* WHAT IS REQUIRED
Any picture among the records should be left out, please; retype the rest exactly.

* DATA LISTING
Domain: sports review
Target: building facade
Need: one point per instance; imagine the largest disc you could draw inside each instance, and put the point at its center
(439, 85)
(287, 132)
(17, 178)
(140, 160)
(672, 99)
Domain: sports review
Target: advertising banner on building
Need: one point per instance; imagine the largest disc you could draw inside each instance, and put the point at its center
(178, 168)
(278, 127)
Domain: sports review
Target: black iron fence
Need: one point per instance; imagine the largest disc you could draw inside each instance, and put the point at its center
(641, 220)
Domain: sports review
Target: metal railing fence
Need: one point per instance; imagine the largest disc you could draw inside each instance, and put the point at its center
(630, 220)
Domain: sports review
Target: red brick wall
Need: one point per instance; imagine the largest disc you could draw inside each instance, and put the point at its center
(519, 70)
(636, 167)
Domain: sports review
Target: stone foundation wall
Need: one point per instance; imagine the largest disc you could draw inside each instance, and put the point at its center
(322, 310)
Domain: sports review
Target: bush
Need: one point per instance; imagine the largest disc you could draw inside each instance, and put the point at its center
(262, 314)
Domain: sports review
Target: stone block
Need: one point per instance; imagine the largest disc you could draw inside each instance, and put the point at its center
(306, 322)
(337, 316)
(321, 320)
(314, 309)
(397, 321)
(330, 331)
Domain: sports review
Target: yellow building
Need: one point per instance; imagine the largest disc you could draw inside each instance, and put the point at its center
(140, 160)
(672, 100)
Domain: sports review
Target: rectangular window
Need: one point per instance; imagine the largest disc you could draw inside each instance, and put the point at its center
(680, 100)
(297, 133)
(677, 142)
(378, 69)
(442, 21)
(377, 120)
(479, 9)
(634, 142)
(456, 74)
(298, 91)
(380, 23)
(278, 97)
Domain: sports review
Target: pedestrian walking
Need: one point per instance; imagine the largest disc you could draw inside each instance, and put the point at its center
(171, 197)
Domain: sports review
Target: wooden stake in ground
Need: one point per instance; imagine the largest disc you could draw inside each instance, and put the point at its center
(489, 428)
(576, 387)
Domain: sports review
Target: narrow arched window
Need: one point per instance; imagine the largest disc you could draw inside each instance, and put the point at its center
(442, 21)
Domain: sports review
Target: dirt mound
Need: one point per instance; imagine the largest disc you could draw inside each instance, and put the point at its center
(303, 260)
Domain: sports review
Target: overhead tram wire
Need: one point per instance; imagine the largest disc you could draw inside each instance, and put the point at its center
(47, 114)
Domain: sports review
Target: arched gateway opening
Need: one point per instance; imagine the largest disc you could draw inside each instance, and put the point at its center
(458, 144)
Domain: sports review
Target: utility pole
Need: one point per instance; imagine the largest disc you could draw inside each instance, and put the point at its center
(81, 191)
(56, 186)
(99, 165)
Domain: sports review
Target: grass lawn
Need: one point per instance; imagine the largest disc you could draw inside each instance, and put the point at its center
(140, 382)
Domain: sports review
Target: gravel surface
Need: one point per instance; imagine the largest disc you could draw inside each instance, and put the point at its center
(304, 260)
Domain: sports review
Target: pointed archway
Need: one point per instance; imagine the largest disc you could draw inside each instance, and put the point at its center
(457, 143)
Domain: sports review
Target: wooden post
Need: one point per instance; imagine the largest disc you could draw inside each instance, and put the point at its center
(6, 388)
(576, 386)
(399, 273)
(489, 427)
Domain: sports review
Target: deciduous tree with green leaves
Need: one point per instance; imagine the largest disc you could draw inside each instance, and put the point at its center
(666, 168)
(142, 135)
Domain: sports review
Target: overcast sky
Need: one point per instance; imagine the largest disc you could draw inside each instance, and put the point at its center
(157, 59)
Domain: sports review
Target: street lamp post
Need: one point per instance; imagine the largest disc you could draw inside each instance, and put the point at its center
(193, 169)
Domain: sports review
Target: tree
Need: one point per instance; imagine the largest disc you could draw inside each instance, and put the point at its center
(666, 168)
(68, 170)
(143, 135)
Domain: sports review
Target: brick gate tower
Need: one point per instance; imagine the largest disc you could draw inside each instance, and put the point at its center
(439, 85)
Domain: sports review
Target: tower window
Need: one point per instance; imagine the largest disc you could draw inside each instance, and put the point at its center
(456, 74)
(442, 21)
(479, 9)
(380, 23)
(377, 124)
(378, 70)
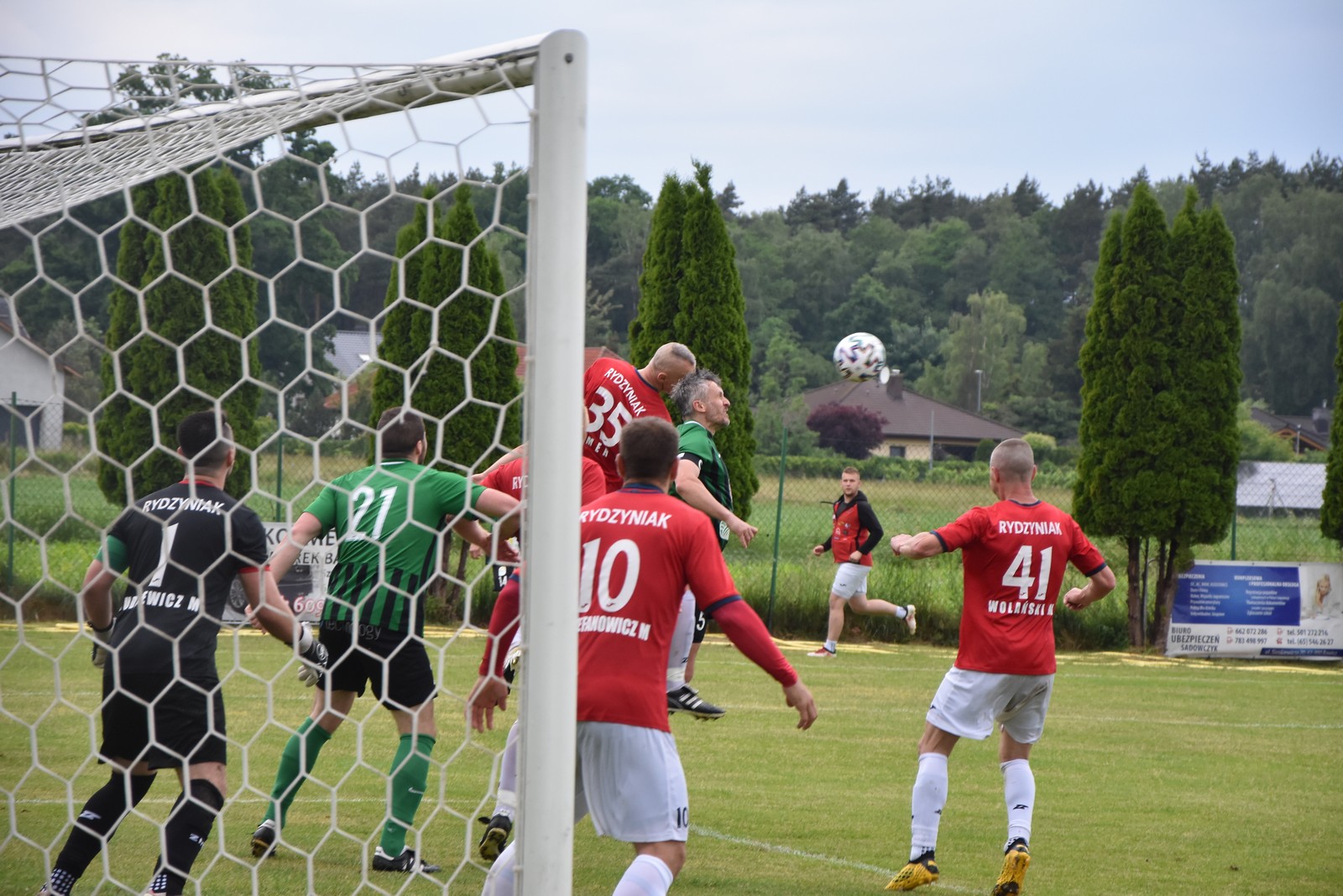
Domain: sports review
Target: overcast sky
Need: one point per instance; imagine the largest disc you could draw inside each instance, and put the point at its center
(785, 94)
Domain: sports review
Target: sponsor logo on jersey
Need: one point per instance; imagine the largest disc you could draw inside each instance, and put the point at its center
(1029, 528)
(624, 517)
(185, 503)
(615, 625)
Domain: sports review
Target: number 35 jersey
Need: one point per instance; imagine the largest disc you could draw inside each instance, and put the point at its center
(1013, 558)
(614, 393)
(641, 550)
(389, 519)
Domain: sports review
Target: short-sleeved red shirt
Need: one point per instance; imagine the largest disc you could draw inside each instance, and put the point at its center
(614, 393)
(1013, 558)
(641, 550)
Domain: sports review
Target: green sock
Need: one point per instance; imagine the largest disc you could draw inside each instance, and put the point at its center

* SOLUTION TO THE EXERCISE
Domain: sports review
Target: building facade
Need: one point per instance; imagine the largest disc you could draw inside each instance, and put the point at its center
(439, 85)
(287, 132)
(17, 178)
(140, 160)
(672, 99)
Domain: sports review
Target: advertising banner on building
Need: one point per instance; imagine the largest disc you could draw inside each instance, and put the point at its center
(178, 168)
(278, 127)
Domain: sports review
Target: black iron fence
Need: one point per instance; imagine the largest disc you could draw inside each instance, and put the point at its center
(641, 220)
Domain: sports review
Target: metal railing fence
Need: one point per instance; imagine the largest disc you could draw inside each instance, and put the point at its center
(630, 220)
Domain: sports review
Target: red brick wall
Need: one point per instance; imagine the largest disc you could draw inside each instance, and put the point at its center
(519, 70)
(636, 167)
Domain: sports review
Target: stone foundation wall
Need: one point per instance; imagine the largest disc you could draw inside each instance, and put the point at its center
(322, 310)
Domain: sports review
Target: bush
Need: one point per instance; imagine the largest disc you could draw inside each instance, and put the point at its center
(262, 314)
Domain: sports review
Target: stone block
Need: one point per instance; imagine the largest disc you could draw inside each instance, and put the point at its center
(306, 322)
(337, 316)
(321, 320)
(314, 309)
(397, 321)
(330, 331)
Domain: sports review
Target: yellow building
Need: one point per instance; imagine the largest disc you could draw inside each instance, and put the point at its center
(140, 160)
(672, 100)
Domain: sports review
Target: rectangular window
Need: one point per instance; imagine the largest disc you could draw inside each instance, and put the point at its center
(680, 100)
(297, 133)
(677, 142)
(378, 69)
(442, 21)
(377, 120)
(479, 9)
(634, 142)
(456, 74)
(298, 91)
(380, 23)
(278, 97)
Domain: sports review
Target: pedestrian walking
Need: one point per instance; imagine the largest disc you could draw inside each instance, and put the point at its center
(171, 197)
Domain: sports review
Target: wooden stake in ground
Need: one point per instance; imagine the largest disc you could draw inside each instance, and put the point at its center
(489, 428)
(576, 387)
Domain: sports review
Target: narrow arched window
Need: one point per instance; imagine the largest disc you could draw inside each instance, and put the point at its center
(442, 21)
Domain: sports review
Target: dirt mound
Need: one point per instance; imagine the largest disc you could draw inside each instance, and put the point at its center
(303, 260)
Domain: sports review
Target: overhead tram wire
Need: one point per instance; imagine the largest disc you could draw inside each instance, and put the point at its center
(47, 114)
Domain: sports review
Target: arched gateway opening
Need: one point per instance; imagine the largest disc you could draw inside each instance, and put the point at its center
(458, 144)
Domain: sports review
Target: utility pole
Need: one point per instance; imagine the largest disc you could draw inside each instance, and put the point at its center
(81, 191)
(56, 186)
(99, 165)
Domain: sports review
Target: grass lawn
Need: one point per instance; imagine the largest disc you could draw inside each instance, and put the point at its center
(140, 382)
Domain: sports review
Target: gravel surface
Need: one point per instance; imagine the largest disc you could draw inside each instance, and put the point at its center
(304, 260)
Domain: sports review
Target: pointed archway
Need: one point per instance; imagine the largest disc you could draw inside each instance, and put the point at its center
(457, 143)
Domain: sports review
Target: wooden post
Need: one point per instance; imagine the largest disc you could draw inside each instance, and put the point at its center
(6, 388)
(576, 386)
(399, 273)
(489, 427)
Domain: sports review
Target: deciduous tree with green leaves
Need: one point per instance; imagine the largest disc you could draw inside each instance, and put the point at its center
(666, 168)
(142, 135)
Domain: sports review
Target: overcast sky
Need: one point per instance; imagine the largest disc you could draw inside each instance, and put the point at its center
(157, 59)
Domain: sports review
Target: street lamp post
Need: one point per instance; imagine the largest disc you could draw inside each instance, and put the point at its center
(193, 169)
Domain: sports review
Target: tree
Need: one point per instance; imagine the largest disc you could draw inside each instance, and put the point at its center
(666, 168)
(68, 170)
(143, 135)
Domain: sports review
Target: brick gate tower
Need: one point per instance; imagine the largest disc you could draw inside each instance, and put the point at its center
(439, 85)
Domain: sports review
Target: tower window
Need: one point per instance; imagine the largest disc you could draw inside each instance, and put the point at its center
(456, 74)
(442, 21)
(479, 9)
(380, 23)
(377, 124)
(378, 70)
Domain: sports review
Target: overcast sky
Need: one point per instance; imagine the largest disc you could draw inside each instance, and put the point at its center
(785, 94)
Domain: sports review
Target: sponsor logo on jersey
Need: one point per instance; imagine the largest disc you could draw inside each instance, and put the point at its center
(1029, 528)
(624, 517)
(185, 503)
(615, 625)
Domain: sports review
Target: number 35 jersey
Need: one point per instance; imagine the largest disc you could draw inside each instance, and put the point at its center
(1013, 558)
(614, 393)
(641, 550)
(389, 519)
Domain: sports review
Target: short-sleeved red shirt
Need: one point per instance; imagine the largest disc you could draw inside each instance, and put the point at its center
(614, 393)
(1013, 558)
(641, 550)
Domain: sports review
Target: green sock
Need: one point per instance; imagine the largest disc you could draw inside each instance, and put the point at its center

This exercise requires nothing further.